MATERIAL FOR THIS TASK START

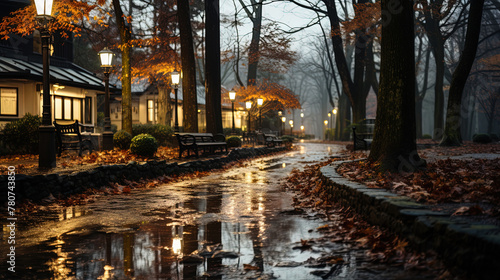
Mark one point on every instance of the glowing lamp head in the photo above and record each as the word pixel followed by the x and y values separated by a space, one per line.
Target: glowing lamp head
pixel 176 77
pixel 106 57
pixel 43 8
pixel 177 245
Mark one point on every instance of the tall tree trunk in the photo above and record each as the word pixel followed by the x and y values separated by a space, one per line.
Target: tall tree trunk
pixel 190 102
pixel 125 36
pixel 452 135
pixel 394 143
pixel 212 67
pixel 253 50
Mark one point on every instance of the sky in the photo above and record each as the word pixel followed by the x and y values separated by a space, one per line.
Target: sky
pixel 288 15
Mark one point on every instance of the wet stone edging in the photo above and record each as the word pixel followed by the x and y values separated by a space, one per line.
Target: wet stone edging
pixel 471 248
pixel 37 188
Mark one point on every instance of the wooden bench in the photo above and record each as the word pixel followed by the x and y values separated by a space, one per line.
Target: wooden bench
pixel 68 137
pixel 196 142
pixel 272 140
pixel 362 141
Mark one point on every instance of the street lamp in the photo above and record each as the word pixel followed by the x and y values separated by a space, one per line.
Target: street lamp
pixel 47 140
pixel 330 119
pixel 326 126
pixel 248 105
pixel 260 101
pixel 283 120
pixel 106 57
pixel 175 76
pixel 232 97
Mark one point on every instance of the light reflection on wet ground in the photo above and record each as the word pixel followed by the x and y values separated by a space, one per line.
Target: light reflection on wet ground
pixel 144 235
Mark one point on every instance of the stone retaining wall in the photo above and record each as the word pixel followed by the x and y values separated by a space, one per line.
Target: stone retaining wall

MATERIAL FOR THIS TASK END

**REQUIRED ACTION:** All lines from the line containing "Mark one point on every instance of the wooden" through the last line of the data are to be repeated exactly; no other line belongs in the answer.

**OUTPUT OF THE TASK:**
Mark one point on every instance of the wooden bench in the photo above and record each as the word pixel followed by the x and y values separated by a space, one per line.
Target: wooden bench
pixel 68 137
pixel 196 142
pixel 272 140
pixel 362 141
Mark one point on every instance of the street lamp in the photo above and record each as the word pixel followed by the x and y values separated by a space, one per line.
Target: street lamp
pixel 47 140
pixel 330 119
pixel 326 126
pixel 248 105
pixel 260 101
pixel 283 120
pixel 106 57
pixel 175 76
pixel 232 97
Mark one point on every instance of the light reflection on wet ground in the photo above and record each as the word pixel followed by the x and y values separated by a space, one per line.
Target: light reflection on wet ground
pixel 144 235
Mark one point on every instance of the stone retaining wall in the photo above and record each as the word pixel followed by the x and y values separated by a space, one per line.
Target: stone retaining wall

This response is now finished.